> [COMPITO RICHIESTO A]
Riporta senza alcuna modifica la parte del brano sull'Elisir d'amore che va da "E poi quando" a "del basso buffo.".

> [BRANO FORNITO]
Di tanti pulpiti.

Dal 2006, episodiche esternazioni sulla musica lirica e amenità varie. Sempre tra il serio e il faceto, naturalmente. #verybullo

L’elisir d’amore di Gaetano Donizetti al Teatro Verdi di Trieste: prime considerazioni.

Tra appassionati, ogni tanto ci scappa di dire: Un altro Elisir? Che palle…

Io invece voglio dedicarci un paio di post, prima della prima di sabato prossimo al Teatro Verdi di Trieste.
Sì perché l’opera di Donizetti è tra le più rappresentate, non solo in Italia ma ovunque, e forse la possibilità di vederla spesso ci fa pensare non che sia un lavoro minore, ma che sia facile da allestire.
E invece no, al contrario è un’opera estremamente impegnativa e sentirla cantata in modo soddisfacente è cosa rara. Qualità e quantità non sempre viaggiano insieme, si sa.

E poi quando parliamo dei cantanti mitici del passato nominiamo, che ne so,  i soprani Giulia Grisi, Maria Malibran, i tenori Gianni Nozzari o Gilbert-Louis Duprez, non certo Sabine Heinefetter o Gianbattista Genero, i quali come avrete capito sono stati proprio i “creatori” dei ruoli di Adina e Nemorino.
Ancora di meno si dice del baritono e del basso buffo.
Curioso, da questo punto di vista, leggere che ne pensasse proprio Gaetano Donizetti di questi artisti.
Lo sappiamo da una lettera che scrisse al padre:
 
“…solo il tenore è discreto, la donna ha bella voce ma ciò che dice lo sa lei [una Joan Sutherland ante litteram? (N.d.Amfortas,strasmile)] il buffo (Giuseppe Frezzolini) è canino.”

> [ELENCO FORNITO]
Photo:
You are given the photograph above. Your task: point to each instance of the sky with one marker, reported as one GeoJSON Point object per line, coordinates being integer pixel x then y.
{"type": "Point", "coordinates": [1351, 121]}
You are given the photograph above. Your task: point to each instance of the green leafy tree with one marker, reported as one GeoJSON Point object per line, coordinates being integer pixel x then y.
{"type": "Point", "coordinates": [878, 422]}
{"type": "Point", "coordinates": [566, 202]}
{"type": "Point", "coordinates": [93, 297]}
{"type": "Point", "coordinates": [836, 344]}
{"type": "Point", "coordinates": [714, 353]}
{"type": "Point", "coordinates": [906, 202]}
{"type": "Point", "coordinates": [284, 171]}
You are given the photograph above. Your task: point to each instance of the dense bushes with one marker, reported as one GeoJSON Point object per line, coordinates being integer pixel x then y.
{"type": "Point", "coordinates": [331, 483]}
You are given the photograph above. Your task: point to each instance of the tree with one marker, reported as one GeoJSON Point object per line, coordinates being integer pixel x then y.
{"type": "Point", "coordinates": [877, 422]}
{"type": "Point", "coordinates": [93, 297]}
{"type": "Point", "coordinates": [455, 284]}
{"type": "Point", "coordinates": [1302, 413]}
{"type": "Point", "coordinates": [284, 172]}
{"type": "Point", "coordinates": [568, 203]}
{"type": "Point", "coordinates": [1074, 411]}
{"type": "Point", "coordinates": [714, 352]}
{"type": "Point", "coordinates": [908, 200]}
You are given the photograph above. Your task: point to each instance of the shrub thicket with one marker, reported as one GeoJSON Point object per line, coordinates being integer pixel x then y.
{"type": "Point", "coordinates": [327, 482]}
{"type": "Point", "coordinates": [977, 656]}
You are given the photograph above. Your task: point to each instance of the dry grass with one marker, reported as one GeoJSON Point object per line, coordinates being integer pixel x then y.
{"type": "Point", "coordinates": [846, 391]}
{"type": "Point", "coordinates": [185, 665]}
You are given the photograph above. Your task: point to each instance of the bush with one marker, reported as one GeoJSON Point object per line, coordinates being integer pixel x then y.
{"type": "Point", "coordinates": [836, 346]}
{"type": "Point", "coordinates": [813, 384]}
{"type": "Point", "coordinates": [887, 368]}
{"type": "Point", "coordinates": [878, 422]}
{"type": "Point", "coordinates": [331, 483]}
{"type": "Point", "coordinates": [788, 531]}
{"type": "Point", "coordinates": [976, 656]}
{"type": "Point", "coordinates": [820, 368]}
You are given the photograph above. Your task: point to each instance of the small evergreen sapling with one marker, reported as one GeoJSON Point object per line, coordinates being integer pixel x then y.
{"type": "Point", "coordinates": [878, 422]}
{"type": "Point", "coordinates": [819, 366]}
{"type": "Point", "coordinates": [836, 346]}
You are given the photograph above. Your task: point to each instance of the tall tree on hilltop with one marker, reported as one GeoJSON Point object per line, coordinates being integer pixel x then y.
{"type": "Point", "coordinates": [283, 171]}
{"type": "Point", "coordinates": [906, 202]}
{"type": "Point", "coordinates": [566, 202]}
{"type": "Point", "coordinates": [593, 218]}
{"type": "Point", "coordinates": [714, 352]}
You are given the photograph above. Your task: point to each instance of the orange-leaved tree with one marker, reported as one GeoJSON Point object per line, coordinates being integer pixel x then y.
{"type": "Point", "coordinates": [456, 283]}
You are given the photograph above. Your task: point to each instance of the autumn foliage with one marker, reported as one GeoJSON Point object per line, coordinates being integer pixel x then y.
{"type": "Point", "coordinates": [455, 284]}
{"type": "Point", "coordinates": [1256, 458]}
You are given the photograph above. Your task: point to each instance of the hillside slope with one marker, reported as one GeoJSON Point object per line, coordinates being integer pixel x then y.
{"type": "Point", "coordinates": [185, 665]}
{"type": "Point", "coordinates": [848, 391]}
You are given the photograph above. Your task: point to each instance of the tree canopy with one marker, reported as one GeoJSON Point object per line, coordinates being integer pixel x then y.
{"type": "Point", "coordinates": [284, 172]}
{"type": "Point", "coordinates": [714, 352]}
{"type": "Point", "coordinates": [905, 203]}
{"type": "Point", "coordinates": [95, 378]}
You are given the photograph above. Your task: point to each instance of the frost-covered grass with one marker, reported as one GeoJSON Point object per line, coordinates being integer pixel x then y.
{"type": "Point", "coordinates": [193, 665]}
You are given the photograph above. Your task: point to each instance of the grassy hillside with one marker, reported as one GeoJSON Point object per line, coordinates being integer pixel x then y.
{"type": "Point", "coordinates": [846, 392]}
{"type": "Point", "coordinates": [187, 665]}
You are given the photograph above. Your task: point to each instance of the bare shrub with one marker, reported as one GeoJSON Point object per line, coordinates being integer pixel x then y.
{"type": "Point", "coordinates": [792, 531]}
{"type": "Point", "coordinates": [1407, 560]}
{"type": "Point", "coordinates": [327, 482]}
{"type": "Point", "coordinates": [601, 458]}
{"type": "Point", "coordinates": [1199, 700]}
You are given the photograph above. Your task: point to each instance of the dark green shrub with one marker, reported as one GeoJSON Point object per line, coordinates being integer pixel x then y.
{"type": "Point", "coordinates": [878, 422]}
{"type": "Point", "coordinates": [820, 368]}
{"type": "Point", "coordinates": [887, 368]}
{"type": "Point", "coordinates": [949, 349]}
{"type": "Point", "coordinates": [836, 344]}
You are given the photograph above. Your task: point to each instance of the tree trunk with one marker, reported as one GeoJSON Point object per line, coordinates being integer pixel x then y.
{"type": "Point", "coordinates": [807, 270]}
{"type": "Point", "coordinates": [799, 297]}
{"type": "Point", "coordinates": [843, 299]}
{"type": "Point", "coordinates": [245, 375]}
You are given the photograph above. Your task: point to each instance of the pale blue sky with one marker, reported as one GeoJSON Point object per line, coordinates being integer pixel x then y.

> [COMPITO RICHIESTO B]
Indica quante righe dell'elenco contengono la stringa "shrub", tenendo conto di maiuscole e minuscole. Scrivi soltanto il numero.

> [RISPOSTA FINALE A]
E poi quando parliamo dei cantanti mitici del passato nominiamo, che ne so,  i soprani Giulia Grisi, Maria Malibran, i tenori Gianni Nozzari o Gilbert-Louis Duprez, non certo Sabine Heinefetter o Gianbattista Genero, i quali come avrete capito sono stati proprio i “creatori” dei ruoli di Adina e Nemorino.
Ancora di meno si dice del baritono e del basso buffo.

> [RISPOSTA FINALE B]
3